§ Required action
List every language model that the forum thread below mentions by name.

Are 7b models useful?

Naiw80@alien.top · 2 years ago

Are 7b models useful?

Mbando@alien.top · 2 years ago

Falcon – 7B fine tuned is pretty powerful. Within domain, and in a RAG stack it out performs GPT – 3.5.

Naiw80@alien.top · 2 years ago

Thanks

ThinkExtension2328@alien.top · 2 years ago

They generally good for single shot or low shot tasks. Eg get cliff notes , create templates . You can use vector db for informational accuracy. They struggle to keep character and context iv noticed.

Naiw80@alien.top · 2 years ago

Okay thanks

vatsadev@alien.top · 2 years ago

OpenHermes 2.5 is amazing from what I’ve seen. it can call functions, summarize text, is extremely competitive, all the works

_ralph_@alien.top · 2 years ago

How does it function call? Some internal api?

vatsadev@alien.top · 2 years ago

it outputs the call

https://twitter.com/abacaj/status/1727747892922769751

Shoddy_Vegetable_115@alien.top · 2 years ago

It returns a JSON with function name and respective arguments which you can parse later in the program and call the function with those arguments given by the model.

Relevant_Outcome_726@alien.top · 2 years ago

Can you provide the prompt for function call?

VertexMachine@alien.top · 2 years ago

I’m seconding that. I’m actually amazed by how it performs, frequently getting similar or better answers than bigger models. I start to think that we do lose a lot with quantization from the bigger models…

shivam2979@alien.top · 2 years ago

Haven’t you noticed slower inference from OpenHermes 2.5 compared to other 7B models?

§ Stored data

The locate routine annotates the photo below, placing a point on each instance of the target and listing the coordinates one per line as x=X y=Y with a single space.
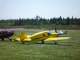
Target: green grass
x=65 y=50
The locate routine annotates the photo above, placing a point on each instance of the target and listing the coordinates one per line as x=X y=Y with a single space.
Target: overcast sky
x=11 y=9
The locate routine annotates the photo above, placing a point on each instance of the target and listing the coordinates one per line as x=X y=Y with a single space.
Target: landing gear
x=55 y=42
x=42 y=41
x=2 y=39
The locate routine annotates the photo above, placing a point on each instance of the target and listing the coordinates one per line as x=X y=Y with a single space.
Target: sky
x=13 y=9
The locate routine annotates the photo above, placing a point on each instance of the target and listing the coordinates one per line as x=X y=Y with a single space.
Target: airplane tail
x=23 y=37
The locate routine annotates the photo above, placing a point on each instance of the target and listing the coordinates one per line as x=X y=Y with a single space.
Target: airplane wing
x=26 y=39
x=57 y=38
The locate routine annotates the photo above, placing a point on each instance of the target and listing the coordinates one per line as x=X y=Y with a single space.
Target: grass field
x=65 y=50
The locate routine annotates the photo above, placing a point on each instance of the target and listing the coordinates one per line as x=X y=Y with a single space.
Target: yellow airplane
x=41 y=36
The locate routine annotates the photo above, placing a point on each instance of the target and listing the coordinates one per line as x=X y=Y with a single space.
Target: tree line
x=38 y=22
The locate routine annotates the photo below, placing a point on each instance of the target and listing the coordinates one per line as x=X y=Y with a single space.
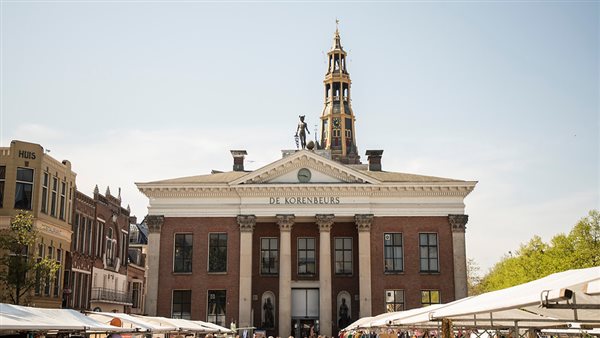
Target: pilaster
x=155 y=223
x=363 y=225
x=325 y=223
x=247 y=223
x=457 y=225
x=285 y=223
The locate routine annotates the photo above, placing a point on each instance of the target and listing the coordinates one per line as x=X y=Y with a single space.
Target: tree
x=473 y=278
x=20 y=271
x=536 y=259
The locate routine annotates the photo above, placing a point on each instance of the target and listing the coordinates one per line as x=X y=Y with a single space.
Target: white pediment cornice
x=439 y=189
x=305 y=159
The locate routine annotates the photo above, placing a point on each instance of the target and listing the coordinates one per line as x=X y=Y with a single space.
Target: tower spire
x=337 y=44
x=337 y=119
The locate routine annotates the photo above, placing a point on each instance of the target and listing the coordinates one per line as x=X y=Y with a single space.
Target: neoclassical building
x=315 y=239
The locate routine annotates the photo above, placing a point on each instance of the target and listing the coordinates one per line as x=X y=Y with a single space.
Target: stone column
x=285 y=223
x=325 y=222
x=155 y=223
x=247 y=223
x=363 y=224
x=457 y=224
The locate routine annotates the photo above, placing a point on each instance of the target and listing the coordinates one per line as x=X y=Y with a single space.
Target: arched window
x=268 y=310
x=344 y=309
x=111 y=243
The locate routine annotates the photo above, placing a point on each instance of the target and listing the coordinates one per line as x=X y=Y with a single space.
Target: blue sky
x=505 y=93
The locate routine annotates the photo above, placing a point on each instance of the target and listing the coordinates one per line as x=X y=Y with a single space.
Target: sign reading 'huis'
x=304 y=200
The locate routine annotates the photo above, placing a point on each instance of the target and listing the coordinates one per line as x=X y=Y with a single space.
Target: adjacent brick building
x=315 y=239
x=33 y=181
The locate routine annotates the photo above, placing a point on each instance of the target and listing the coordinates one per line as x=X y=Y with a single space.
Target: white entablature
x=278 y=188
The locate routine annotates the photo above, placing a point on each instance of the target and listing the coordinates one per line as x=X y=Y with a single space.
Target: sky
x=503 y=93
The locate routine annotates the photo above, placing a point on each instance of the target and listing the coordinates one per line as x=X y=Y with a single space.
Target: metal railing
x=110 y=295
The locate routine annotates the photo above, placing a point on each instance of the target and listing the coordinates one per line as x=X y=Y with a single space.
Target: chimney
x=238 y=159
x=374 y=157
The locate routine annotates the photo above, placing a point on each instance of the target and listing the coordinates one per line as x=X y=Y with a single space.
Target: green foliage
x=536 y=259
x=20 y=271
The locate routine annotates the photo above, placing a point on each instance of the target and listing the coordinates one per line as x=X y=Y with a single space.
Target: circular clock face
x=304 y=175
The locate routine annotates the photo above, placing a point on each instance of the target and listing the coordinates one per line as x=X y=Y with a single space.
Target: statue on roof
x=301 y=132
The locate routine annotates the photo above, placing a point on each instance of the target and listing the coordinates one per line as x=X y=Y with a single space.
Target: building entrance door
x=305 y=312
x=305 y=328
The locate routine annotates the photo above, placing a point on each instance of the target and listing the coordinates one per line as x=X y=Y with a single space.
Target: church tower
x=337 y=119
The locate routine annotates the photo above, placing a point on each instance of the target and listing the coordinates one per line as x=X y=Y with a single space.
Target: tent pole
x=447 y=328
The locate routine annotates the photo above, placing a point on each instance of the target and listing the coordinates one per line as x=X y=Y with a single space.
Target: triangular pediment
x=293 y=169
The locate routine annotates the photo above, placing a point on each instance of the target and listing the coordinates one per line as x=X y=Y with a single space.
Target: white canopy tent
x=218 y=328
x=139 y=324
x=180 y=324
x=23 y=318
x=569 y=296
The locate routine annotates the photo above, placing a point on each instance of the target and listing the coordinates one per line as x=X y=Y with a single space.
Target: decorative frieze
x=363 y=222
x=155 y=222
x=285 y=221
x=458 y=222
x=325 y=221
x=246 y=222
x=294 y=190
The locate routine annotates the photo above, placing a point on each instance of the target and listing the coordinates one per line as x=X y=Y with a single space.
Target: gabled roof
x=303 y=158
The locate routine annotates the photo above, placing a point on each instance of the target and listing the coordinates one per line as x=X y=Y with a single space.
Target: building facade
x=136 y=270
x=314 y=240
x=33 y=181
x=109 y=273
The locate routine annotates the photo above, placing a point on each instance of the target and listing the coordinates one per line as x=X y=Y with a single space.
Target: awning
x=568 y=296
x=24 y=318
x=132 y=322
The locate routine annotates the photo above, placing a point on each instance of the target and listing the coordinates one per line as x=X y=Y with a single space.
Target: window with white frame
x=428 y=252
x=217 y=301
x=394 y=300
x=393 y=256
x=24 y=189
x=429 y=297
x=343 y=255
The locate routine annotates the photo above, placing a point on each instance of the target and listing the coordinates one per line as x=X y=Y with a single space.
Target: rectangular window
x=99 y=236
x=269 y=256
x=392 y=246
x=85 y=294
x=53 y=196
x=110 y=248
x=217 y=252
x=76 y=289
x=216 y=306
x=63 y=200
x=2 y=180
x=89 y=240
x=182 y=255
x=428 y=252
x=182 y=304
x=306 y=256
x=135 y=294
x=58 y=272
x=429 y=297
x=123 y=248
x=24 y=188
x=48 y=279
x=38 y=277
x=76 y=229
x=45 y=182
x=343 y=256
x=394 y=300
x=83 y=221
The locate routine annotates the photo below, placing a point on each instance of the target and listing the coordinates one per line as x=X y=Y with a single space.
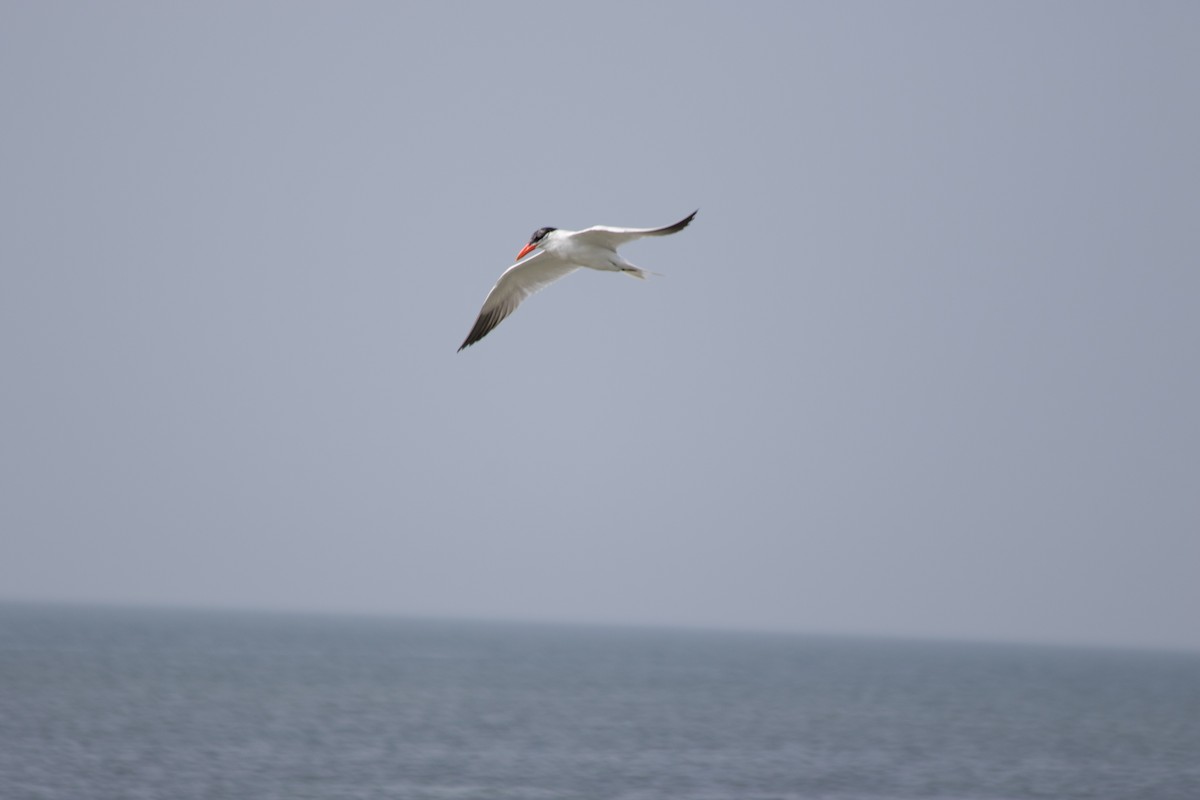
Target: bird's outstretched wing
x=519 y=282
x=613 y=238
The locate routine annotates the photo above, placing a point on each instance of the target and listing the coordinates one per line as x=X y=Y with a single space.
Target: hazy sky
x=927 y=362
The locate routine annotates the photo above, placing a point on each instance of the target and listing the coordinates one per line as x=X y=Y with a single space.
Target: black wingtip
x=683 y=223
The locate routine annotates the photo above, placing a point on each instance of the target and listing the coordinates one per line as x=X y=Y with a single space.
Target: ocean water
x=173 y=705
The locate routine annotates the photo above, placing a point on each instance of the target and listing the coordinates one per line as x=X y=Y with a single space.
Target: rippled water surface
x=156 y=704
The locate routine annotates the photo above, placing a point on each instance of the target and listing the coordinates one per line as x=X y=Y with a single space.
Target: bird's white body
x=559 y=253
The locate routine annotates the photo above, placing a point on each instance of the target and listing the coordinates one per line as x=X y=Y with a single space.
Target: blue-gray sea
x=173 y=704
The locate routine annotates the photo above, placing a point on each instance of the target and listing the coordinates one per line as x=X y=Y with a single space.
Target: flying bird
x=559 y=253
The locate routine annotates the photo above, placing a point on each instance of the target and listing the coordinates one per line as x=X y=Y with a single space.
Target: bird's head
x=538 y=238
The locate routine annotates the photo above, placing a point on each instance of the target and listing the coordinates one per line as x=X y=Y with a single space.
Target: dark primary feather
x=677 y=227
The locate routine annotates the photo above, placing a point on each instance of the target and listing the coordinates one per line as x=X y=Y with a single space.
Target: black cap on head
x=538 y=235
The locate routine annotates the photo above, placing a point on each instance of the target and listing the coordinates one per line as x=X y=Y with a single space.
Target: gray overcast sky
x=924 y=365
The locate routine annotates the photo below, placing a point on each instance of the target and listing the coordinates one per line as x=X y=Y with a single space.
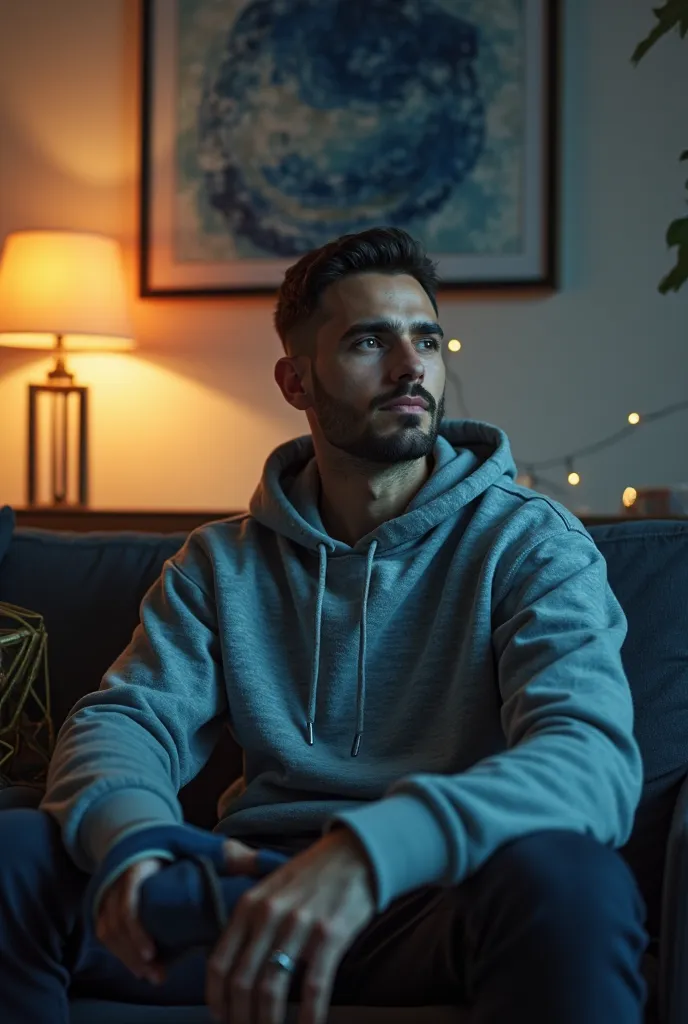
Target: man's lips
x=410 y=404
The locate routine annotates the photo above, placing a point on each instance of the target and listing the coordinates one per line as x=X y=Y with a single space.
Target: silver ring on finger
x=284 y=961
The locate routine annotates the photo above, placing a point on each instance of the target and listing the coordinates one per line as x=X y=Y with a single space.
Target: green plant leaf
x=673 y=14
x=677 y=235
x=676 y=279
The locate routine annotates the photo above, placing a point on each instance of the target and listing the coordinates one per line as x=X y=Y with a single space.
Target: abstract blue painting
x=273 y=126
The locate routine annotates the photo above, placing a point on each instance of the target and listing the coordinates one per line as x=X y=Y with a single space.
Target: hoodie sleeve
x=126 y=750
x=570 y=760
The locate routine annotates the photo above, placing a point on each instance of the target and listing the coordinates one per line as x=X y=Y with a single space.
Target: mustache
x=417 y=392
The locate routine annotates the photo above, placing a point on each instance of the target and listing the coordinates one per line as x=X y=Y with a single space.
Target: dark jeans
x=550 y=929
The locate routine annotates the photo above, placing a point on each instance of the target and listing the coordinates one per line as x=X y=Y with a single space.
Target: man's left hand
x=311 y=908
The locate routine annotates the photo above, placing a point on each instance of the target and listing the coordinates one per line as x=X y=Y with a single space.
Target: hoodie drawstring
x=360 y=692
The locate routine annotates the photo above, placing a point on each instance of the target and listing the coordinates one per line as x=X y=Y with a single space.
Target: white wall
x=188 y=420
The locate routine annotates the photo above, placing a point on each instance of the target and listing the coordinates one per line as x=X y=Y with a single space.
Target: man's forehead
x=369 y=295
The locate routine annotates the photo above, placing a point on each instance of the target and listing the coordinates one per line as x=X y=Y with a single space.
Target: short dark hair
x=389 y=250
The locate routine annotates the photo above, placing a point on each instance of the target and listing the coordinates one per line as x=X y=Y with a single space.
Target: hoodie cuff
x=404 y=844
x=118 y=815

§ Response below
Falcon – 7B
GPT – 3.5
OpenHermes 2.5